**TASK DESCRIPTION:**
Print all entries precisely as they are written.
-- begin --
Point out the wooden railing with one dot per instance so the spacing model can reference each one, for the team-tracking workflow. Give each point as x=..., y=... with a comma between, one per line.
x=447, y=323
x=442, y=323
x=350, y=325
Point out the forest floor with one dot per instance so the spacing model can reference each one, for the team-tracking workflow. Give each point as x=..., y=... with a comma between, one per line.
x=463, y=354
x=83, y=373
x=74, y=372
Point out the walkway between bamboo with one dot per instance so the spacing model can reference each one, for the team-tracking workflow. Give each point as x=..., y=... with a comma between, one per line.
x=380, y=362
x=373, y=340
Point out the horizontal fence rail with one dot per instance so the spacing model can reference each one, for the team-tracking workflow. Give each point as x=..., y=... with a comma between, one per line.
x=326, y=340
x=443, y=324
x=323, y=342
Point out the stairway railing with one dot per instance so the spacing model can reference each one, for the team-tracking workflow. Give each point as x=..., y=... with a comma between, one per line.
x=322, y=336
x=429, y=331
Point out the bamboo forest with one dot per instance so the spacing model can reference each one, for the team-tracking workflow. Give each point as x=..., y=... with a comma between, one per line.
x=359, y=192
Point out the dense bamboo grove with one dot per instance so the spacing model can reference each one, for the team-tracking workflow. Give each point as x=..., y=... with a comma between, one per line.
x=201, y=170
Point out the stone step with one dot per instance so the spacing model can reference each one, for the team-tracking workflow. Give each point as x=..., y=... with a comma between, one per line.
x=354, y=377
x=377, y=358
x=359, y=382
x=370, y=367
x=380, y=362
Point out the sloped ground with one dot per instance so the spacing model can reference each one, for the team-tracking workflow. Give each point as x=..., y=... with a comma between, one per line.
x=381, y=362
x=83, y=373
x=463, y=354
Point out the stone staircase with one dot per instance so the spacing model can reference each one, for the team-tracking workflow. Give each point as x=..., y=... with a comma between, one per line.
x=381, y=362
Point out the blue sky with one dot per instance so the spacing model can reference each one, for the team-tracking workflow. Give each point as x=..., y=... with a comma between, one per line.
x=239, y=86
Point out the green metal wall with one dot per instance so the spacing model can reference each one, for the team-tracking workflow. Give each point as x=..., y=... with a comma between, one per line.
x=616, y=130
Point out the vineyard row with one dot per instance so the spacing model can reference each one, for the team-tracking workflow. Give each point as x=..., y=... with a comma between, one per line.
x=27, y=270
-- end --
**EXERCISE SOLUTION:**
Point out the wooden railing with one dot per instance so the spacing model can reference each one, for the team-tracking workflow. Give each point as x=..., y=... with a comma between, one per line.
x=447, y=323
x=442, y=323
x=350, y=325
Point out the forest floor with one dot per instance so the spacing model can reference each one, for the team-tracking workflow. Give each point as x=..., y=... with a comma between, one per line.
x=463, y=354
x=83, y=373
x=74, y=372
Point out the walkway between bamboo with one dot per instance so the spacing model can reference each one, for the team-tracking workflow. Give each point as x=..., y=... with a comma between, one per line.
x=380, y=362
x=373, y=340
Point out the horizontal fence rail with one dot per instance so the spacing model can reference each one, for the team-tracking workflow. Give each point as x=..., y=... with a comma between, one per line.
x=326, y=340
x=443, y=324
x=323, y=342
Point out the stairway railing with one dot per instance so the spacing model can reference each one, for the team-tracking workflow. Give each point as x=..., y=... with a comma between, one per line.
x=322, y=336
x=429, y=331
Point out the bamboo forest with one dot per instance so the spacing model can reference each one, for the team-tracking workflow. Give each point as x=..., y=... with a comma between, one per line.
x=359, y=192
Point out the dense bamboo grove with one dot per instance so the spacing model can reference each one, for the team-tracking workflow. Give each point as x=..., y=... with a comma between, one per line.
x=201, y=170
Point out the stone step with one dot per instance so the spacing model can reference each one, for the team-tracking workflow. Give each point as x=..., y=... with a comma between, one per line.
x=354, y=377
x=377, y=358
x=359, y=382
x=370, y=367
x=380, y=362
Point out the sloped ground with one dot per instance so the spacing model can reference each one, for the team-tracking workflow. Give each point as x=..., y=... with a comma between, one per line.
x=381, y=362
x=83, y=373
x=463, y=354
Point out the stone staircase with one dot per instance so the spacing model can reference each one, for the team-tracking workflow. Give each point as x=..., y=... with a comma between, one per line.
x=381, y=362
Point out the blue sky with one dot per instance so the spacing model can reference each one, for the team-tracking workflow. Give each point as x=..., y=... with a comma between, one per line.
x=239, y=86
Point out the green metal wall with one dot per instance so the spacing model can reference each one, for the team-tracking workflow. Give each point as x=..., y=... with a comma between, one per line.
x=616, y=130
Point out the vineyard row with one dot per instance so the spacing model can reference each one, for the team-tracking workflow. Give each point as x=..., y=... with a comma between, one per line.
x=27, y=270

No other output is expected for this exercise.